**** RECORDS FOR THIS TASK ****

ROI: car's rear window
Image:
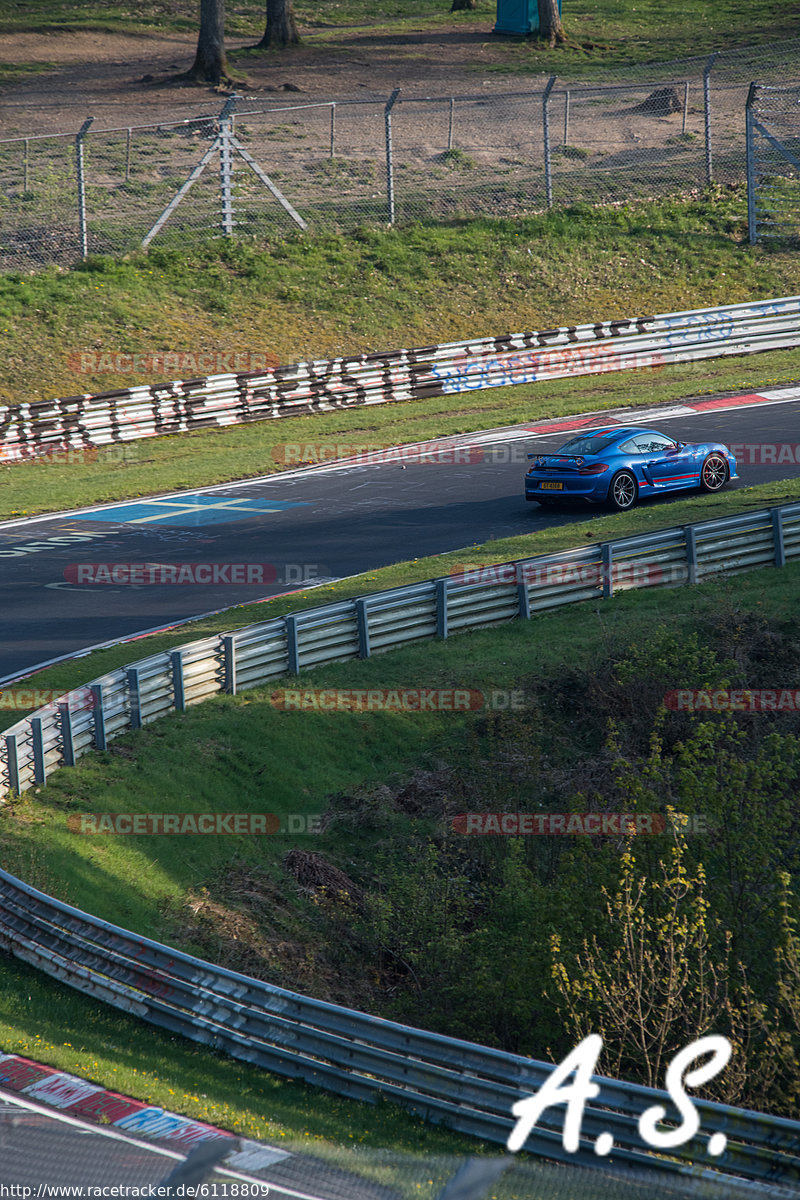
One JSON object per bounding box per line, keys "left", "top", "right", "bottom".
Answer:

****
**** RECORDS FOR THIS TASK ****

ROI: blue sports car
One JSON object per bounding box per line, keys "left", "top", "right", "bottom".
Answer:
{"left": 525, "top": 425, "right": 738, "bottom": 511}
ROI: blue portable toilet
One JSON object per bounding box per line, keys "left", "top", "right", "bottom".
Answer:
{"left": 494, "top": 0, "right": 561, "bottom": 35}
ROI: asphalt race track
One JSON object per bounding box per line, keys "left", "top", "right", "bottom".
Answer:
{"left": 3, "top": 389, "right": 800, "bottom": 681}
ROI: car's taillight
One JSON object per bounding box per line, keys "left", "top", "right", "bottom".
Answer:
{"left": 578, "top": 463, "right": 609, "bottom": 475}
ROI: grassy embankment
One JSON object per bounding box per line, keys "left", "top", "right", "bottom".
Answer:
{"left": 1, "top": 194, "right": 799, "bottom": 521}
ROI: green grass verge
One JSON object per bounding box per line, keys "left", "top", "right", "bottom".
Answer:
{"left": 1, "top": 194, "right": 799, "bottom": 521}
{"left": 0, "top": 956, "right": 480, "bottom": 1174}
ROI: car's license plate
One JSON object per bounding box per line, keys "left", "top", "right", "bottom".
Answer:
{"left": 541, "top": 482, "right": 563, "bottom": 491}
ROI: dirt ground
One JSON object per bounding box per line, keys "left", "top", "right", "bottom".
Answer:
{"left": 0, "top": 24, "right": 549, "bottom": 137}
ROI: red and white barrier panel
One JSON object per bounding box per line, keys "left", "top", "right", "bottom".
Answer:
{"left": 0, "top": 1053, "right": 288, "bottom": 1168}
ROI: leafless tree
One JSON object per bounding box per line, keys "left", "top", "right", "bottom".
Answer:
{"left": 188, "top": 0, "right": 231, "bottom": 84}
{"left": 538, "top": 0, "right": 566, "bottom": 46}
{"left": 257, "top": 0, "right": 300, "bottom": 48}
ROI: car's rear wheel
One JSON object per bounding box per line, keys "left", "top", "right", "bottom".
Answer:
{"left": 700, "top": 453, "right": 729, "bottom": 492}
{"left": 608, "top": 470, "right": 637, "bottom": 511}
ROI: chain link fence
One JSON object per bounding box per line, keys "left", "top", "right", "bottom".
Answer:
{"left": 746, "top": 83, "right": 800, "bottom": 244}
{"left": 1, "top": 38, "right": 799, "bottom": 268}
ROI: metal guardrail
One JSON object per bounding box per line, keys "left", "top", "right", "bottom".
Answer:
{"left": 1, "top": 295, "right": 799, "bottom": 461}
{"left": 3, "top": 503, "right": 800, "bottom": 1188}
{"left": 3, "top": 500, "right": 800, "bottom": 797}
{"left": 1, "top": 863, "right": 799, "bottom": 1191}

****

(ACTIVITY) Here the output must be the lines above from the line with "ROI: blue sports car" to the line with "ROI: leafless tree", both included, duplicated word for word and nothing else.

(YOUR SOLUTION)
ROI: blue sports car
One JSON object per bounding box per line, keys "left", "top", "right", "bottom".
Answer:
{"left": 525, "top": 425, "right": 738, "bottom": 511}
ROI: blue portable toilet
One JSON object per bounding box per line, keys "left", "top", "right", "bottom".
Answer:
{"left": 494, "top": 0, "right": 561, "bottom": 35}
ROI: asphalt race track
One JSON object per bounding box per line, keys "left", "top", "right", "bottom".
Answer:
{"left": 3, "top": 389, "right": 800, "bottom": 681}
ROI: car's taillight
One JSON object per bounding box per line, keys "left", "top", "right", "bottom".
Answer:
{"left": 578, "top": 463, "right": 609, "bottom": 475}
ROI: grassy embankment
One JSON object per bounding box per line, keys "left", "top", "right", "bottom".
Answer:
{"left": 1, "top": 194, "right": 799, "bottom": 521}
ROI: green grass verge
One JSON object per bounding box per line, keys "left", "top", "right", "bottom".
Answer:
{"left": 1, "top": 194, "right": 799, "bottom": 521}
{"left": 0, "top": 956, "right": 480, "bottom": 1174}
ROI: car's license plate
One JSON object per bounding box per line, keys "left", "top", "right", "bottom".
Answer:
{"left": 541, "top": 482, "right": 563, "bottom": 491}
ROI: dirt ground
One JSON object per bounding box per line, keys "left", "top", "right", "bottom".
Answer:
{"left": 0, "top": 24, "right": 549, "bottom": 137}
ROI: red and white barrier panel
One JSON object per bounding box per line, keys "left", "top", "right", "bottom".
Answer:
{"left": 0, "top": 1053, "right": 288, "bottom": 1168}
ROI: leafless tree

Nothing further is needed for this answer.